Actions to take:
• a. Answer these questions about the pandas merging thread below:
(i) Which pandas function does the person asking use to combine df and df_2?
(ii) Which two operations does the reply use to find the ['country', 'product'] groups with non-NaN prices?
(iii) Which method does the reply add to the last line for combining multiple NaN rows for the same ['country', 'product']?
• b. Reproduce the stretch of the pandas merging thread below from "We can use groupby()" through "have NaN rows.".

I'm trying to merge 2 dfs in a particular way.
Input:
import pandas as pd
import numpy as np
df = pd.DataFrame([('US', 'apples', 10), ('US', 'oranges', np.nan), ('US', 'grapes', np.nan)], columns = ['country', 'product', 'price'])
df_2 = pd.DataFrame([('US', 'bananas', 10), ('US', 'oranges', 10), ('US', 'oranges', 15)], columns = ['country', 'product', 'price'])
df
country product price
0 US apples 10.0
1 US oranges NaN # todo - here this line is w/o price
2 US grapes NaN
df_2
country product price
0 US bananas 10
1 US oranges 10 # todo - here we have price_1
2 US oranges 15 # todo - and price_2
What I'm looking for: I want to get dataframe where df and df_2 are combined BUT df_1 empty line for oranges replaced by 2 lines from df_2.
country product price
0 US apples 10.0
2 US grapes NaN
0 US bananas 10.0
1 US oranges 10.0
2 US oranges 15.0
What I've tried: If I concat them, then I still have oranges with 0 instead of having only oranges from df_2
df_3 = pd.concat([df, df_2])
df_3
country product price
0 US apples 10.0
1 US oranges NaN # todo - I want to omit this line
2 US grapes NaN
0 US bananas 10.0
1 US oranges 10.0
2 US oranges 15.0
Is there're an easy way to do it? Appreciate any help!
CodePudding user response:
After concat, looks like you want to drop the NaN price rows if there exist non-NaN rows for the same ['country', 'product'].
We can use groupby() and count to find the ['country', 'product'] groups with non-NaN prices. Then, we apply dropna() on these groups.
df_3 = pd.concat([df, df_2])
groups = df_3.groupby(['country', 'product'])['price']
group_counts = groups.transform('count')
pd.concat([df_3[group_counts > 0].dropna(), df_3[group_counts == 0]])
Note that count does not count NaN's, so if a ['country', 'product'] group only has NaN prices, its count will be 0. Thus, df_3[group_counts > 0] only selects groups that have non-NaN rows. Finally, we concat with the groups that only have NaN rows.
If you might have multiple NaN rows for the same ['country', 'product'] and want to combine them, change the last line to:
pd.concat([df_3[group_counts > 0].dropna(), df_3[group_counts == 0].drop_duplicates()])

Recorded information:
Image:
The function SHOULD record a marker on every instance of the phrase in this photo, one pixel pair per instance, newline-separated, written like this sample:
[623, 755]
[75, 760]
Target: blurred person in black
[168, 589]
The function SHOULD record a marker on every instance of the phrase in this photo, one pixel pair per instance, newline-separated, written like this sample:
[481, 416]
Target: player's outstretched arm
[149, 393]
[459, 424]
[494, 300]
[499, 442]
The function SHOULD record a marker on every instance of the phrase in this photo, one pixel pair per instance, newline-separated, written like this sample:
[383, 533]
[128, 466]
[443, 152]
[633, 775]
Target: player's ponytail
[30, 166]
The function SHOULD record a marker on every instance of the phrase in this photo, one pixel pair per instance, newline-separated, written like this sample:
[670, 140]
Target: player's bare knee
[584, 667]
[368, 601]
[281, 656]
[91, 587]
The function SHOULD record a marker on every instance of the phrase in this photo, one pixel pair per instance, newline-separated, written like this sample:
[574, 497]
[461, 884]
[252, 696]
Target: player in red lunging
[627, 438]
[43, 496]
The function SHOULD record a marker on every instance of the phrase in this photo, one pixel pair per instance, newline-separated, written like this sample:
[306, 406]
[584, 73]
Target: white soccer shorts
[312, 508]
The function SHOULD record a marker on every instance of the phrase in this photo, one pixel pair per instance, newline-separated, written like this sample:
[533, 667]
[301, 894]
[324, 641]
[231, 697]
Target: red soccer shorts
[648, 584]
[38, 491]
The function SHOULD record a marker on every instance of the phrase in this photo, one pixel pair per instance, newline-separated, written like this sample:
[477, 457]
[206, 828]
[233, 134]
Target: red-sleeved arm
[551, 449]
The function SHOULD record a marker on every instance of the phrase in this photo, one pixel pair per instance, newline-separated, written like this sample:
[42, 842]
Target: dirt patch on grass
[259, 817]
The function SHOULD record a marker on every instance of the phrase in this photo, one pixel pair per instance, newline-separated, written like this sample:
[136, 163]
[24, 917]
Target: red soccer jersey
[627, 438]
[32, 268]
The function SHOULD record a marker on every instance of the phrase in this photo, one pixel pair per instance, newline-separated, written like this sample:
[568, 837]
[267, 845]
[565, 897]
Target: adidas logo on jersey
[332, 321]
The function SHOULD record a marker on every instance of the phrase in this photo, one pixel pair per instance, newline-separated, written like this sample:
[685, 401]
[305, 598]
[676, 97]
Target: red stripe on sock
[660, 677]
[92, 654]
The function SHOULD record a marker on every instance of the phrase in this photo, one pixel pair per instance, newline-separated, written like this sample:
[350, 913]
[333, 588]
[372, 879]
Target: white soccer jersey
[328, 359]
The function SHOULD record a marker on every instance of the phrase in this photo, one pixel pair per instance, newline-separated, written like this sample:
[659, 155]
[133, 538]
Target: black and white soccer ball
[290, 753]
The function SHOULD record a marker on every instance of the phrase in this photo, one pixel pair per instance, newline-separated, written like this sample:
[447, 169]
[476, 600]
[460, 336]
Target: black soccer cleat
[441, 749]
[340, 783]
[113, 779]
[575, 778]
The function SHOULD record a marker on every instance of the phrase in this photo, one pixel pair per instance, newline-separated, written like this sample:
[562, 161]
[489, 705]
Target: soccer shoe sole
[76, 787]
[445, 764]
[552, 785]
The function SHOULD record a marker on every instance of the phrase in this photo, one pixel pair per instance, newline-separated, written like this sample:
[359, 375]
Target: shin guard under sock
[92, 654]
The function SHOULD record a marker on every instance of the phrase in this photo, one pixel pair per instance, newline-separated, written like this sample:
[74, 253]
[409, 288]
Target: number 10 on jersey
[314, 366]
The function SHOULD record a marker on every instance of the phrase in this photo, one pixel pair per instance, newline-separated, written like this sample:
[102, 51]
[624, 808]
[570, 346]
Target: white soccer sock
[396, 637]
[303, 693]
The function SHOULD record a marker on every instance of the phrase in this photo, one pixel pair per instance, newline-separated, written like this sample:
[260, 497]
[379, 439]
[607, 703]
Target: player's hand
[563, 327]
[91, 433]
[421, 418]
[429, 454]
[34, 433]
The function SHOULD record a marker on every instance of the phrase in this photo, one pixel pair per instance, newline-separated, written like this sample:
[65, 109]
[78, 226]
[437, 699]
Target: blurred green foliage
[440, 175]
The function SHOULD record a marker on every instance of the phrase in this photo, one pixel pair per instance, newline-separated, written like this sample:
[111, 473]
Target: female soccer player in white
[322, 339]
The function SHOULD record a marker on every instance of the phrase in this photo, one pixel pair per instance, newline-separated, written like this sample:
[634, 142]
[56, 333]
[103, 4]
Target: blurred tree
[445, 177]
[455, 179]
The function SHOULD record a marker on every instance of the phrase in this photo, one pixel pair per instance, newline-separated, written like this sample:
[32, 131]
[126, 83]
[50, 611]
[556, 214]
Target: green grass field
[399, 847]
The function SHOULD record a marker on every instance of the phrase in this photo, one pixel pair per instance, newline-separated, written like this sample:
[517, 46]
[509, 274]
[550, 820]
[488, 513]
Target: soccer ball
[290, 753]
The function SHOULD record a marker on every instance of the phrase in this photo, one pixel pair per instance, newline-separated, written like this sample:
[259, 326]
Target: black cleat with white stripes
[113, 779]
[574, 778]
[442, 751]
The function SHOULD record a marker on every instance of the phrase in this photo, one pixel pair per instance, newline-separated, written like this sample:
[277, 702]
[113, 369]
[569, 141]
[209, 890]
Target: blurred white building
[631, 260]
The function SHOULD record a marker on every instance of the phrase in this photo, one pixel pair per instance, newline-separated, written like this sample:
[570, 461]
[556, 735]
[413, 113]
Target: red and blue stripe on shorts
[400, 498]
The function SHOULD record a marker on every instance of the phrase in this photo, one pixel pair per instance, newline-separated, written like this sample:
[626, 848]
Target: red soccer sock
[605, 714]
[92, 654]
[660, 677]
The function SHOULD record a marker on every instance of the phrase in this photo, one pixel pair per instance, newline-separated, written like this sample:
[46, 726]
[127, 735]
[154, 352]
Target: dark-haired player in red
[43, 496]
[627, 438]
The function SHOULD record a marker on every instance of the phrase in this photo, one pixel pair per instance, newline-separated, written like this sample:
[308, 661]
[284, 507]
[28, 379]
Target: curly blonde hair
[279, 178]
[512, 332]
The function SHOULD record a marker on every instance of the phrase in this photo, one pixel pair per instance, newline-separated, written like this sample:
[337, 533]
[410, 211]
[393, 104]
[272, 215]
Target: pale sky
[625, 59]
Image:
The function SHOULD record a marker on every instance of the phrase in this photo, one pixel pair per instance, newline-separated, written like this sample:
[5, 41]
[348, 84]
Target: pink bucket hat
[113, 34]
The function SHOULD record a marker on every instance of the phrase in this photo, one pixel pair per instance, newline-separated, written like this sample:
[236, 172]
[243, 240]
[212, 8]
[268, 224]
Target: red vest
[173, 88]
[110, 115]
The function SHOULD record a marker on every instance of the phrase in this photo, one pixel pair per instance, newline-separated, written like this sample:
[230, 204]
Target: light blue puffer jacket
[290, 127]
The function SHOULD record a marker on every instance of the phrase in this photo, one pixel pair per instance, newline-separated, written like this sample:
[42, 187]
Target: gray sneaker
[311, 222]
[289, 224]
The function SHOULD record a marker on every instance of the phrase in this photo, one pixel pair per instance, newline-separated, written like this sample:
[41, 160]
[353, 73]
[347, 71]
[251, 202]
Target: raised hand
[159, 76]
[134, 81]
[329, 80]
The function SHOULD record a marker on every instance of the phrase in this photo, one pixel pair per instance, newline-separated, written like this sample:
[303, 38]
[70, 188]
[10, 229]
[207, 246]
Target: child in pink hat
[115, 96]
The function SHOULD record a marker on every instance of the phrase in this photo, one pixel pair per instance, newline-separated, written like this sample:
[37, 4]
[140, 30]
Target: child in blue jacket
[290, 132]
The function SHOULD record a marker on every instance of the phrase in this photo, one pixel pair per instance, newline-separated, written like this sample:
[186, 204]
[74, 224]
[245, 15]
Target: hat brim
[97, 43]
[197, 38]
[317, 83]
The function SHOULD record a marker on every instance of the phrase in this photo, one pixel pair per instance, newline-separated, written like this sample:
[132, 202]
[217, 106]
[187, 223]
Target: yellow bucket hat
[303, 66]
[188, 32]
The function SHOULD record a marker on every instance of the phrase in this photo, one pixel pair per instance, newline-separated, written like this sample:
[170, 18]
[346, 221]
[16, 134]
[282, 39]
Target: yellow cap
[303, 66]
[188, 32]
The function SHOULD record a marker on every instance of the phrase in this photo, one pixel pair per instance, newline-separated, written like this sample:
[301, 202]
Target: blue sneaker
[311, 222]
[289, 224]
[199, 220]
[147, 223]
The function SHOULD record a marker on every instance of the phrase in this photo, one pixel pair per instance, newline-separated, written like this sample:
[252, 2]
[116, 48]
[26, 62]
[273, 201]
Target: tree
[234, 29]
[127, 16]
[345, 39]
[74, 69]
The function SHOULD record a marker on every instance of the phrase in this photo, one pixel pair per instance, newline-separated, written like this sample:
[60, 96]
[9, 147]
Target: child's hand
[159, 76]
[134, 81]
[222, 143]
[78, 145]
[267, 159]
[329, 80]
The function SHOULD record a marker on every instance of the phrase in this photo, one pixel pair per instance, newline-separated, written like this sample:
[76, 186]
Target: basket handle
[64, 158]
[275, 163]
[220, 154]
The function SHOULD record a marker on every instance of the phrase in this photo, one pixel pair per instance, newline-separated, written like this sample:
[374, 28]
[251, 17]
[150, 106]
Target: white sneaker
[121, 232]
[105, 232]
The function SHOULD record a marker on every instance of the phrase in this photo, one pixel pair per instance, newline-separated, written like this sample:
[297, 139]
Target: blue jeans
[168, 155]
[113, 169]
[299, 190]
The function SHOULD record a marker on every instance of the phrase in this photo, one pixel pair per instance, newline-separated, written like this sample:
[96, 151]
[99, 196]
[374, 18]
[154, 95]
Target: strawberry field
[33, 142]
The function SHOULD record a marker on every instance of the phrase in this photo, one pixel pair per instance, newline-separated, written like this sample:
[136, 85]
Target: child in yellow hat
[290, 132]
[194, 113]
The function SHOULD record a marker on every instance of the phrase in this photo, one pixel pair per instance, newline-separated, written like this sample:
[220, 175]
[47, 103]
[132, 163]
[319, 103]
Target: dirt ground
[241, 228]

Task results:
• a.
(i) pd.concat
(ii) groupby() and count
(iii) drop_duplicates()

• b.
We can use groupby() and count to find the ['country', 'product'] groups with non-NaN prices. Then, we apply dropna() on these groups.
df_3 = pd.concat([df, df_2])
groups = df_3.groupby(['country', 'product'])['price']
group_counts = groups.transform('count')
pd.concat([df_3[group_counts > 0].dropna(), df_3[group_counts == 0]])
Note that count does not count NaN's, so if a ['country', 'product'] group only has NaN prices, its count will be 0. Thus, df_3[group_counts > 0] only selects groups that have non-NaN rows. Finally, we concat with the groups that only have NaN rows.